*** Opening Stored data ***

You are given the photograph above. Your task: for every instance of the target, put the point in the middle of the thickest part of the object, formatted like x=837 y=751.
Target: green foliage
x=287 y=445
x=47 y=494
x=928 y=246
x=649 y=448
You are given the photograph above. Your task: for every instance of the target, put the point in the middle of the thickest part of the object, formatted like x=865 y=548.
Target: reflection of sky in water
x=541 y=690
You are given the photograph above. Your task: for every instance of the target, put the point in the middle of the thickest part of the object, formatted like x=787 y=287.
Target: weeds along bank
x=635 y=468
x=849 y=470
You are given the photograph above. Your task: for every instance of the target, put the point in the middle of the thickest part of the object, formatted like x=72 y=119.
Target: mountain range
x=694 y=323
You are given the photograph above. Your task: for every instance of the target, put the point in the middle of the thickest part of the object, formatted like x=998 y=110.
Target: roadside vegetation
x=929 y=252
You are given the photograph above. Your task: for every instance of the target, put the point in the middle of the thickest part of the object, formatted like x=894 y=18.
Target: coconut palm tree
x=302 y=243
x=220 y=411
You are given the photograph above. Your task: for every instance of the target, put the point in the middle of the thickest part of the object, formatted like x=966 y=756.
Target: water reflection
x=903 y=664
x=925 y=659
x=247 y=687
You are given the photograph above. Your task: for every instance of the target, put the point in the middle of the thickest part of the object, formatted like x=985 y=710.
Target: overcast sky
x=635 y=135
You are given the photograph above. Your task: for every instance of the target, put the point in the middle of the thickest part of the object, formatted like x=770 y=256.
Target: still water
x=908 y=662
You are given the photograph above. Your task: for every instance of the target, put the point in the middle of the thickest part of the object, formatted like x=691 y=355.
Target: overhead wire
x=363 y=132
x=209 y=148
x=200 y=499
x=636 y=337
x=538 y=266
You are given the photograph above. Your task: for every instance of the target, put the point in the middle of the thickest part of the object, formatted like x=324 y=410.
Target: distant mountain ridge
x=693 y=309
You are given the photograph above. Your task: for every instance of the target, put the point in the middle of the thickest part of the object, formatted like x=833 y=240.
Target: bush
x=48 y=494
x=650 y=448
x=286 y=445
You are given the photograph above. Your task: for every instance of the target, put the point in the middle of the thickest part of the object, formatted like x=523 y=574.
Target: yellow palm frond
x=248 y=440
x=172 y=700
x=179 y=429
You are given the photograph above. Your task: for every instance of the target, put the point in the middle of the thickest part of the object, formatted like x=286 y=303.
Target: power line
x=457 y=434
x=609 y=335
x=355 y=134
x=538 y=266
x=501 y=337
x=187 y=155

*** Closing Stored data ***

== What this task involves ==
Print each line, exactly as written, from the one that contains "like x=691 y=355." to the end of the data above, with both end lines included and nothing else.

== Result for this task ==
You are given the photograph above. Your task: for every instance of the target, put the point in the middle of the thickest part of the object, formatted like x=691 y=355.
Target: overhead wire
x=363 y=132
x=209 y=148
x=200 y=499
x=636 y=337
x=538 y=266
You are given the photograph above. Your task: for every instance of the target, put the point in the middle of the thickest part of the object, formatted like x=324 y=410.
Target: distant mountain ridge
x=693 y=309
You are given the photograph above. Your task: for every instance of the target, put the point in the middle of the thickest part of the object, formatted like x=833 y=240.
Target: bush
x=48 y=494
x=650 y=448
x=286 y=445
You are given the photograph above. Your task: for every instance of the target, put the point in the middle of the thickest part of the object, formatted like x=523 y=574.
Target: yellow palm frond
x=248 y=440
x=172 y=700
x=179 y=429
You are given the photograph above. Your task: for every instance of the target, put the point in the middle of the thickest part of the object, formatted like x=286 y=303.
Target: power line
x=457 y=434
x=609 y=335
x=355 y=134
x=538 y=266
x=501 y=337
x=187 y=155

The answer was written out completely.